* EXERCISE TASK:
Return every line of the data below that contains the string "black", matching case exactly.

* begin DATA RECORDS *

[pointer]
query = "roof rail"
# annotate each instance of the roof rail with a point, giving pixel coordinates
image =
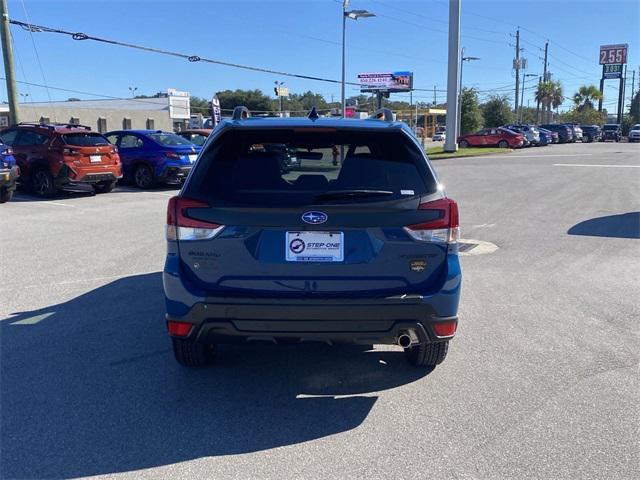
(382, 114)
(240, 113)
(52, 126)
(313, 114)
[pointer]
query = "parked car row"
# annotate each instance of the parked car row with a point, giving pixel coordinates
(522, 135)
(45, 158)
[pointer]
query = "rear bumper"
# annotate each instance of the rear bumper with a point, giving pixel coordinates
(368, 321)
(8, 177)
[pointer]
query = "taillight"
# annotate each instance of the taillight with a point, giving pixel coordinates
(445, 329)
(179, 329)
(445, 228)
(181, 227)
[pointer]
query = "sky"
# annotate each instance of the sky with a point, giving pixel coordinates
(304, 37)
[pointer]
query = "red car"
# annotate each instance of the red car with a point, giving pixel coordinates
(492, 137)
(52, 156)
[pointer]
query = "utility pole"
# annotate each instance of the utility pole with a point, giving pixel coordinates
(538, 103)
(451, 144)
(545, 77)
(623, 81)
(517, 66)
(7, 55)
(601, 90)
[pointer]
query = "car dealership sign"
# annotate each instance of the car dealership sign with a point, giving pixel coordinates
(610, 54)
(386, 82)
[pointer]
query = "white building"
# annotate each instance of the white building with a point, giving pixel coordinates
(171, 112)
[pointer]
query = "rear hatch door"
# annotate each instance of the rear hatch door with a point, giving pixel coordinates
(332, 227)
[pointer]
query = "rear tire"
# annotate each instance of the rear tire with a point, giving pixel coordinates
(42, 183)
(193, 354)
(5, 195)
(427, 355)
(104, 187)
(143, 177)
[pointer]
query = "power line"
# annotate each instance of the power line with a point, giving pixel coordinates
(35, 49)
(192, 58)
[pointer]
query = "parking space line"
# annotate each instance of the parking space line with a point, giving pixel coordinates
(593, 165)
(42, 203)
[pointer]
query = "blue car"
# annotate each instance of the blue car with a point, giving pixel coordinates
(151, 157)
(9, 173)
(360, 245)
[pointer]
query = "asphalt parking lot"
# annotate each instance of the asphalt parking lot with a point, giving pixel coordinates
(541, 382)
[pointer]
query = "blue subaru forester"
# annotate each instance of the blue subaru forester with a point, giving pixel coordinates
(358, 243)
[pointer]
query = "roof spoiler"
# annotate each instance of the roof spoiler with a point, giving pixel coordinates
(53, 126)
(313, 114)
(241, 113)
(382, 114)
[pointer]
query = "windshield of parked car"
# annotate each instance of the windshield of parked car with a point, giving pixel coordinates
(84, 139)
(170, 140)
(287, 167)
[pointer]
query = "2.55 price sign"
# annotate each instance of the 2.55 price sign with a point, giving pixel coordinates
(613, 54)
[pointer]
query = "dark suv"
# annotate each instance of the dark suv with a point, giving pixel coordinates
(364, 250)
(611, 131)
(565, 133)
(591, 133)
(54, 156)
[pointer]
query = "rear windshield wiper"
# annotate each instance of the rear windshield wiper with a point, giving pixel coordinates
(337, 194)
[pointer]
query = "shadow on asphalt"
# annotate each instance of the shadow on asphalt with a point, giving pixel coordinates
(626, 225)
(90, 387)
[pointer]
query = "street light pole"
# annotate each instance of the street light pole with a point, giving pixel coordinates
(345, 5)
(452, 76)
(354, 15)
(462, 60)
(7, 54)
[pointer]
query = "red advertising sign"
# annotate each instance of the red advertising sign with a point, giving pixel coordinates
(610, 54)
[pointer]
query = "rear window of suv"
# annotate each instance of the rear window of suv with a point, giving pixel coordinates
(285, 167)
(84, 139)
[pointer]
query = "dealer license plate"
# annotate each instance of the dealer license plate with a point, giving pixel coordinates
(314, 246)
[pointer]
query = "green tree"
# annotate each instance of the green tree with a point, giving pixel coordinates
(470, 114)
(254, 100)
(550, 95)
(497, 111)
(586, 96)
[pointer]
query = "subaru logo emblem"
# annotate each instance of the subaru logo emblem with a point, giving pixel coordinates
(314, 218)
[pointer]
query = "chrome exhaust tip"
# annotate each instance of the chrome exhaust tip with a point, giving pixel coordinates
(404, 340)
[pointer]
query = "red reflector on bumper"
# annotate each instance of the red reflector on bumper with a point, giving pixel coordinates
(445, 329)
(179, 329)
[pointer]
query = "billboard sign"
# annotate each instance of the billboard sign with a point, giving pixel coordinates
(612, 71)
(610, 54)
(386, 82)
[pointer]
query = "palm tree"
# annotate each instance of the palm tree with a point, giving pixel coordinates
(557, 95)
(585, 97)
(549, 94)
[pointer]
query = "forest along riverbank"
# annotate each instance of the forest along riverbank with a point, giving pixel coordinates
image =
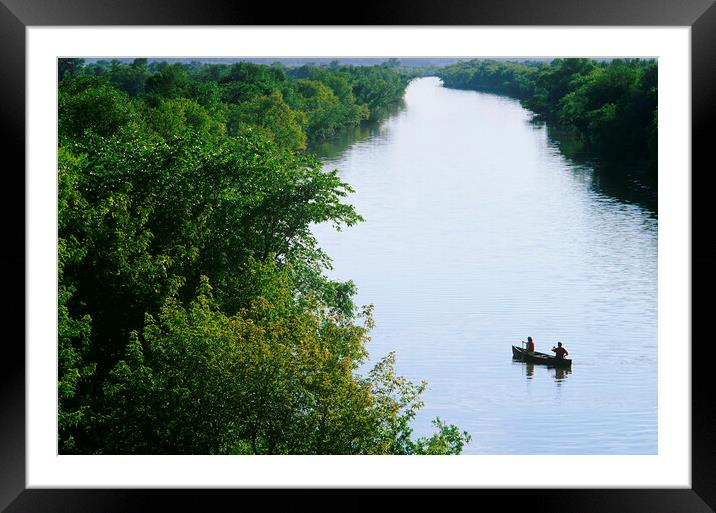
(478, 233)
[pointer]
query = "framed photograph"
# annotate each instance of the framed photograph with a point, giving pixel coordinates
(486, 192)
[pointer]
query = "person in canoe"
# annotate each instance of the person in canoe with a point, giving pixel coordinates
(559, 351)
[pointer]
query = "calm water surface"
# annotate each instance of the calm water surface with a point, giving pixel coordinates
(479, 233)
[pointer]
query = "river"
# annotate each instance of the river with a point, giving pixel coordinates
(479, 233)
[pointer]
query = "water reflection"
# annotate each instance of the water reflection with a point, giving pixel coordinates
(335, 147)
(621, 180)
(454, 262)
(557, 373)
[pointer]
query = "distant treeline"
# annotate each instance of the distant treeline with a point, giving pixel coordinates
(610, 105)
(194, 314)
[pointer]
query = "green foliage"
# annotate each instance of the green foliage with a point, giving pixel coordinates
(611, 106)
(282, 124)
(194, 313)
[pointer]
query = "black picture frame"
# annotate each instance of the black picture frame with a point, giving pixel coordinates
(17, 15)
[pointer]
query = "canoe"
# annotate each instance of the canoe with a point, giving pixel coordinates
(536, 357)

* end DATA RECORDS *

* RESPONSE:
query = "black picture frame"
# annotate each instance of the black picture frame with a point, giving pixel coordinates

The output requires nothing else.